=== Übungstext ===

**********

Rz. 42

Nach § 176 Abs. 4 AO bleiben §§ 164 Abs. 2, 165 Abs. 2 und 176 AO unberührt. Das Verständnis dieser Vorschrift, insbesondere der Verweis auf § 165 Abs. 2 AO, bereitet Schwierigkeiten.

Der Verweis auf § 164 Abs. 2 AO lässt sich problemlos so verstehen, dass die erweiterte Möglichkeit der Fehlerberichtigung im Rahmen des § 164 Abs. 2 AO durch § 177 AO nicht eingeschränkt werden soll. Steht die Steuerfestsetzung unter dem Vorbehalt der Nachprüfung, ist die Bestandskraft in dem denkbar größten Umfang eingeschränkt. Nach § 164 Abs. 2 AO können alle materiellen Fehler sowie offenbare Unrichtigkeiten korrigiert werden. Es erfolgt also keine Einschränkung der Korrekturmöglichkeit auf einen "Änderungsrahmen" wie bei § 177 AO. Die Regelung, dass § 164 Abs. 2 AO unberührt bleibt, bedeutet daher, dass die Fehlerkorrektur nicht der Einschränkung des § 177 AO auf einen Änderungsrahmen unterliegt.[1]

 

Rz. 43

Dagegen ist die Situation hinsichtlich des § 165 Abs. 2 AO anders. Diese Vorschrift ermöglicht nur eine punktuelle Fehlerkorrektur im Rahmen der Vorläufigkeit. Soweit die Steuerfestsetzung nicht vorläufig war, besteht durchaus eine Notwendigkeit zu einer gegenläufigen Korrektur innerhalb eines Änderungsrahmens, und damit der Anwendung des § 177 AO. Wollte man den Verweis in § 176 Abs. 4 AO auf § 165 Abs. 2 AO so verstehen, dass bei einer Änderung nach § 165 Abs. 2 AO die Fehlerkorrektur des § 177 AO nicht anwendbar ist, wäre dies systematisch nicht zu begründen. Es ist kein rechtfertigender Grund ersichtlich, bei allen Änderungsvorschriften die Fehlerkorrektur des § 177 AO eingreifen zu lassen, nicht aber bei § 165 Abs. 2 AO. Die Rechtsprechung ist daher davon ausgegangen, dass der Verweis auf § 165 Abs. 2 AO in § 177 Abs. 4 AO die Fehlerkorrektur innerhalb des Berichtigungsrahmens nicht ausschließen soll, sondern lediglich besagt, dass die Durchbrechung der Bestandskraft nach § 165 Abs. 2 AO weiterhin zulässig ist.[2] Bei dieser Auslegung ist der Verweis auf § 165 Abs. 2 AO aber sinnlos. Einmal setzt § 177 AO die Durchbrechung der Bestandskraft und damit die Anwendung des § 165 Abs. 2 AO gerade voraus. Die Vorschrift enthält weder im Wortlaut noch bei teleologischer Auslegung etwas, was als eine Einschränkung der Änderungsvorschriften verstanden werden könnte. Außerdem wäre unerfindlich, warum dann nur § 165 Abs. 2 AO in Bezug genommen worden ist, nicht aber die andere Änderungsvorschriften. Man wird insoweit einen Fehler im Gesetzgebungsverfahren annehmen können, den die Rechtsprechung im Wege der teleologischen Reduktion korrigiert. Der Verweis auf § 165 Abs. 2 AO in § 177 Abs. 4 AO kann daher allenfalls so verstanden werden wie der auf § 164 Abs. 2 AO, also in dem Sinn, dass im Rahmen des § 165 Abs. 2 AO die Änderung nicht auf einen Berichtigungsrahmen eingeschränkt ist. Das würde bedeuten, dass im Umfang der Vorläufigkeit die Änderung nicht eingeschränkt ist, außerhalb dieses Rahmens eine Berichtigung von Fehlern aber nur im Rahmen des § 177 AO erfolgen kann. Allerdings würde sich diese Rechtsfolge auch ohne den Verweis in § 177 Abs. 4 AO ergeben. Der Verweis ist daher gegenstandslos. S. a. § 165 AO Rz. 110.

**********

=== Einträge ===
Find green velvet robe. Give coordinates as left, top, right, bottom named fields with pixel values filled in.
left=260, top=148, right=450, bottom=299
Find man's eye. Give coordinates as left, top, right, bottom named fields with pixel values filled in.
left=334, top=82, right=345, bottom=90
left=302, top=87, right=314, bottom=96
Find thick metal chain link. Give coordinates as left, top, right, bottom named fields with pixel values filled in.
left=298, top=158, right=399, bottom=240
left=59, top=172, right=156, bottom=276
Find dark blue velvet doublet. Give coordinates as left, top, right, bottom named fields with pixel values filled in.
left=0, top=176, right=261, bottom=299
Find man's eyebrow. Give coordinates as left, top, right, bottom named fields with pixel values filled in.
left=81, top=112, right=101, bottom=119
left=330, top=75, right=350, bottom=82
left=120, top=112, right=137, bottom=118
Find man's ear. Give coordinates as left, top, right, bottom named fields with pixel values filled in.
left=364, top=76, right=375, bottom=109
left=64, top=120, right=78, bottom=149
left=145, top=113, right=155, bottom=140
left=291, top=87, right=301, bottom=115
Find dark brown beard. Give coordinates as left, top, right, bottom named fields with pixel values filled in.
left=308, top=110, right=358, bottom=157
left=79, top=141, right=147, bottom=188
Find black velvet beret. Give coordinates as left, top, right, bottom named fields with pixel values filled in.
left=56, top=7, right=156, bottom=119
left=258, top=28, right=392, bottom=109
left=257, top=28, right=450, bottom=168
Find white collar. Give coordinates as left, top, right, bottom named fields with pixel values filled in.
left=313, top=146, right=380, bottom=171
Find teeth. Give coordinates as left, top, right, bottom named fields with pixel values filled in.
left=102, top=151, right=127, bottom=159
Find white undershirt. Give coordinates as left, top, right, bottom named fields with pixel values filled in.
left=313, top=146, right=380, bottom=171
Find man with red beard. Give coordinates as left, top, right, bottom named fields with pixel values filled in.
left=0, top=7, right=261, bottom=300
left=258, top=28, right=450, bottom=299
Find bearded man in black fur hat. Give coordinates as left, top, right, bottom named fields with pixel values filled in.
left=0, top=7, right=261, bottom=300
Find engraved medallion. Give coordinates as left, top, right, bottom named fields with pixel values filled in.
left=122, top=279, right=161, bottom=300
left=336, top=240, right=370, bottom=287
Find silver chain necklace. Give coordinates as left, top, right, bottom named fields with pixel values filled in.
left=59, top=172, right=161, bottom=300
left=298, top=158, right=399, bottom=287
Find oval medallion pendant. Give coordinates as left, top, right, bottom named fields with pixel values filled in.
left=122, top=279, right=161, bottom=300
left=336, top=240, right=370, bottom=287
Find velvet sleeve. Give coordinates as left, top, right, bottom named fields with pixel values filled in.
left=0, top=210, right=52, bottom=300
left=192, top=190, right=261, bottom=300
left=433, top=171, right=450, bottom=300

**********

=== Aufgaben ===
(a) Erklären Sie in ein bis drei Sätzen, warum der Übungstext den Verweis auf § 165 Abs. 2 AO für sinnlos hält, wenn man ihn so auslegt wie die Rechtsprechung.
(b) Übersetzen Sie diesen Satz aus dem Übungstext ins Englische: „Steht die Steuerfestsetzung unter dem Vorbehalt der Nachprüfung, ist die Bestandskraft in dem denkbar größten Umfang eingeschränkt.“
(c) Schreiben Sie den Übungstext zur Fehlerberichtigung nach § 177 AO im Anschluss an seinen letzten Satz mit einem weiteren Absatz weiter.

=== Lösungen ===
(a) Nach dieser Auslegung besagt der Verweis nur, dass die Durchbrechung der Bestandskraft nach § 165 Abs. 2 AO weiterhin zulässig ist. § 177 AO setzt diese Durchbrechung und damit die Anwendung des § 165 Abs. 2 AO aber ohnehin voraus und enthält nichts, was die Änderungsvorschriften einschränken könnte. Außerdem ließe sich nicht erklären, warum nur § 165 Abs. 2 AO genannt wird und nicht auch die anderen Änderungsvorschriften.

(b) If the tax assessment is subject to the reservation of review, its finality is restricted to the greatest extent conceivable.

(c)
 

Rz. 44

Anders als im Falle der §§ 164 Abs. 2, 165 Abs. 2 AO hat der Verweis auf § 176 AO materielle Bedeutung. Er besagt, dass auch bei einer Berichtigung von Fehlern im Rahmen des Änderungsrahmens nach § 177 AO der Vertrauensschutz des § 176 AO zu beachten ist. Selbst wenn ein Fehler in den Berichtigungsrahmen fällt, kann er daher nicht berichtigt werden, wenn hinsichtlich dieses Fehlers einer der Tatbestände des § 176 AO vorliegt. Der Vertrauensschutz des § 176 AO setzt sich daher auch gegenüber der Fehlerberichtigung nach § 177 AO durch.

[1] Im Ergebnis so auch Loose, in Tipke/Kruse, AO/FGO, § 177 AO Rz. 2; v. Wedelstädt, in Gosch, AO/FGO, § 177 AO Rz. 9.